This is a minimalistic demo on how to model time-series with RNN, including training and inference. It uses fused RNN using the mx.symbol.RNN operator. Starting from MXNet 1.3.1, CPU is now supported. On prior versions, needs to be run on GPU.

library("readr")
library("dplyr")
library("plotly")
library("mxnet")

Data preparation

In this step, a dataset made of multiple univariate time-series is built. 500 independent times series (n) with each 100 observations (seq_len) are created.

The modeling task will be to predict the next value given the previous ones. The target variable can therefore be obtained by shifting the features by one timestep in the future.

The resulting data is of shape [1, 100, 500] corresponding to [num_features, seq_length, samples]. In multivariate time-series, the dataset would follow the same structure, except that the num_features would be > 1.

# number of timestamps
seq_len <- 100

# number of samples
n <- 500

# return a random starting point of the time series
set.seed(12)
seeds <- runif(n, min = 0, max = 24)

# generate the time series of seq_length for each starting point
pts <- sapply(seeds, function(x) sin(x + pi/12 * (0:(seq_len))))

# build the features matrix
x <- pts[1:seq_len, ]
x <- array(x, dim = c(1, seq_len, n))

# build the target array - same as feature but one timestep forward
y <- pts[-1, ]

# plot time series from 5 first samples
plot_ly(x = 1:dim(x)[2], y = x[,,1], type = "scatter", mode = "lines") %>% 
  add_trace(x = 1:dim(x)[2], y = x[,,2], type = "scatter", mode = "lines") %>% 
  add_trace(x = 1:dim(x)[2], y = x[,,3], type = "scatter", mode = "lines") %>% 
  add_trace(x = 1:dim(x)[2], y = x[,,4], type = "scatter", mode = "lines") %>% 
  add_trace(x = 1:dim(x)[2], y = x[,,5], type = "scatter", mode = "lines") %>% 
  layout(title = "Sample of 5 time series")
# plot first time series and its associated target
plot_ly(x = 1:dim(x)[2], y = x[,,1], type = "scatter", mode = "lines", name = "feature") %>% 
  add_trace(x = 1:dim(x)[2], y = y[,1], type = "scatter", mode = "lines", name = "target") %>% 
  layout(title = "Sample of one time series")

Create data iterators

The training and evaluation data are obtained by splitting the first 400 and the remaining observations into different mx.io.arrayiter iterators.

batch.size = 32

# take first 400 samples for train - remaining 100 for evaluation
train_ids <- 1:400

train.data <- mx.io.arrayiter(data = x[,,train_ids, drop = F], label = y[, train_ids], 
                              batch.size = batch.size, shuffle = TRUE)

WRITTEN REQUEST 1: Rewrite the part of the time-series tutorial between "# plot first" and "different mx.io.arrayiter iterators.", inclusive, replacing "target" with "response".

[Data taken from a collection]
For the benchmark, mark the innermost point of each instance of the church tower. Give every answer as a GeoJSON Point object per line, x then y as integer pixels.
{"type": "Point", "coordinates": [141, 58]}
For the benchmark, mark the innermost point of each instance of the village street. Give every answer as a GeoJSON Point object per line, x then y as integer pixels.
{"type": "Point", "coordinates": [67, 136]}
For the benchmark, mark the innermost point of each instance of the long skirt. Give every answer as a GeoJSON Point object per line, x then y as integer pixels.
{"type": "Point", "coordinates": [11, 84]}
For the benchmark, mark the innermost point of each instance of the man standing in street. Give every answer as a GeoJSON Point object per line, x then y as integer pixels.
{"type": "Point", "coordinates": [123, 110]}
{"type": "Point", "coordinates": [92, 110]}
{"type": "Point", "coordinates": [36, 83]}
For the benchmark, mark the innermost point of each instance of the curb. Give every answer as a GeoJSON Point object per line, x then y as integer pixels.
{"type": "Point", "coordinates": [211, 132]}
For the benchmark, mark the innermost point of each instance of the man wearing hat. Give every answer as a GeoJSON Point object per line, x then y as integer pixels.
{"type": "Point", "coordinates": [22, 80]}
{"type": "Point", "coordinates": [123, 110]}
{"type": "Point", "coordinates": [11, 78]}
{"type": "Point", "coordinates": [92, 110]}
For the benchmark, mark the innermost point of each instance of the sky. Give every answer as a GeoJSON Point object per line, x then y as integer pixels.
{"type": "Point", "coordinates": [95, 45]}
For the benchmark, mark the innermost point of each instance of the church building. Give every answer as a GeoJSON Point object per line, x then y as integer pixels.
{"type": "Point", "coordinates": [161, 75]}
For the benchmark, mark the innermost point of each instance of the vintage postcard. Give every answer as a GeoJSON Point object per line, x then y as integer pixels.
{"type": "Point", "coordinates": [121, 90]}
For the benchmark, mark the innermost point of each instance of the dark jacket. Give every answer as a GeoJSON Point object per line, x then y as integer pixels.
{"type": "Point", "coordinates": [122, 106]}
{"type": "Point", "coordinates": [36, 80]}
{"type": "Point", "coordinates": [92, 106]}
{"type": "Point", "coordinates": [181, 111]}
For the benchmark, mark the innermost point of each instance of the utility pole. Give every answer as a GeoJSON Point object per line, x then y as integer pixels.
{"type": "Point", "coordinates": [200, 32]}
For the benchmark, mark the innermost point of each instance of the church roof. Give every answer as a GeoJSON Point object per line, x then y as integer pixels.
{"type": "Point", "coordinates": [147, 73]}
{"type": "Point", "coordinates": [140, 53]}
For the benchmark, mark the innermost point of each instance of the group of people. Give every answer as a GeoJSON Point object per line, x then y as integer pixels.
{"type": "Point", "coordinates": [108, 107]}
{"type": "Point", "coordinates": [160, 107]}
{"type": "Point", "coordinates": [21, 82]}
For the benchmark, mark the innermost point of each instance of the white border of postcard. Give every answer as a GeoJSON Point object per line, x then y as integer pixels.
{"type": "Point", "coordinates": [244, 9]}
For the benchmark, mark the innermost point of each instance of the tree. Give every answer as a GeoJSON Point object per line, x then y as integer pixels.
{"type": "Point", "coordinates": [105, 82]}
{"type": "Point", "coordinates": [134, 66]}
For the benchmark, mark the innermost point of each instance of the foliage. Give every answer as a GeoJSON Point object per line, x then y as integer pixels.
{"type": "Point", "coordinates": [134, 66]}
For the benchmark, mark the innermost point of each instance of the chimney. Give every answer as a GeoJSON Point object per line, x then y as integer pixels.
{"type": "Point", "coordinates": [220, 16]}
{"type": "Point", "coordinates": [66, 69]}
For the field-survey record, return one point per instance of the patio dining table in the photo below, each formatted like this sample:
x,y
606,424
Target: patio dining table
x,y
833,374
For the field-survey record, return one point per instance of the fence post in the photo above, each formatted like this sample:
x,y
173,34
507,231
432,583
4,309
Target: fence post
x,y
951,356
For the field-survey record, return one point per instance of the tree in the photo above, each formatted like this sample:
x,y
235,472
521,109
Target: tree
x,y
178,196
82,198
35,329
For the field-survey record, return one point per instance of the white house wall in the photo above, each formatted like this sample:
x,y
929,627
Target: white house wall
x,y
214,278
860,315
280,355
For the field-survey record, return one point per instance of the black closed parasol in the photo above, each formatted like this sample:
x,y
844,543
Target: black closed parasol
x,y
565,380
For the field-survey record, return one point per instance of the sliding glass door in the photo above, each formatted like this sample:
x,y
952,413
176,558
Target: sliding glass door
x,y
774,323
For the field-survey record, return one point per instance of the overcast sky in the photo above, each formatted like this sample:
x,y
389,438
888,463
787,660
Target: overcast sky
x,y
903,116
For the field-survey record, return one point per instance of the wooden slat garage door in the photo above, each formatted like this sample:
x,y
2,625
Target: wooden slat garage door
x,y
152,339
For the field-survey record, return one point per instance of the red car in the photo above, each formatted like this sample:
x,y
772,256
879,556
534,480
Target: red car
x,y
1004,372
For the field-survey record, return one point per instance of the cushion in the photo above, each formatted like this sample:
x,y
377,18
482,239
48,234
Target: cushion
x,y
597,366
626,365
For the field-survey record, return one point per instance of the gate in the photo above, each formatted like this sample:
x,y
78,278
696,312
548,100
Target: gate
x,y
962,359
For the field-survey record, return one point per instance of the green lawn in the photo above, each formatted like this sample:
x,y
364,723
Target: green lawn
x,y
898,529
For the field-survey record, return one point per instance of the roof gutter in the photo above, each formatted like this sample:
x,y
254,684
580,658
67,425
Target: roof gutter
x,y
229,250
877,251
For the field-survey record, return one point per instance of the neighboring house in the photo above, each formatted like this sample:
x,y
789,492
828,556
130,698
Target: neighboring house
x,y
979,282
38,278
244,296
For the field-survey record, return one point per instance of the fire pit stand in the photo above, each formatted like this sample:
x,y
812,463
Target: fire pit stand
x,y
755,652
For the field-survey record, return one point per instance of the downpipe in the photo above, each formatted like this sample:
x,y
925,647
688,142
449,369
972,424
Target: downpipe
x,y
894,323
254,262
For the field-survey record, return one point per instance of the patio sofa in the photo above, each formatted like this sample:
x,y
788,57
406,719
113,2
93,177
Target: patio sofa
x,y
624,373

WRITTEN REQUEST 2: Find every line in the listing that contains the string "fire", and copy each one. Case counts.

CORRECT ANSWER 1:
# plot first time series and its associated response
plot_ly(x = 1:dim(x)[2], y = x[,,1], type = "scatter", mode = "lines", name = "feature") %>% 
  add_trace(x = 1:dim(x)[2], y = y[,1], type = "scatter", mode = "lines", name = "response") %>% 
  layout(title = "Sample of one time series")

Create data iterators

The training and evaluation data are obtained by splitting the first 400 and the remaining observations into different mx.io.arrayiter iterators.

CORRECT ANSWER 2:
For the field-survey record, return one point per instance of the fire pit stand in the photo above, each formatted like this sample:
Target: fire pit stand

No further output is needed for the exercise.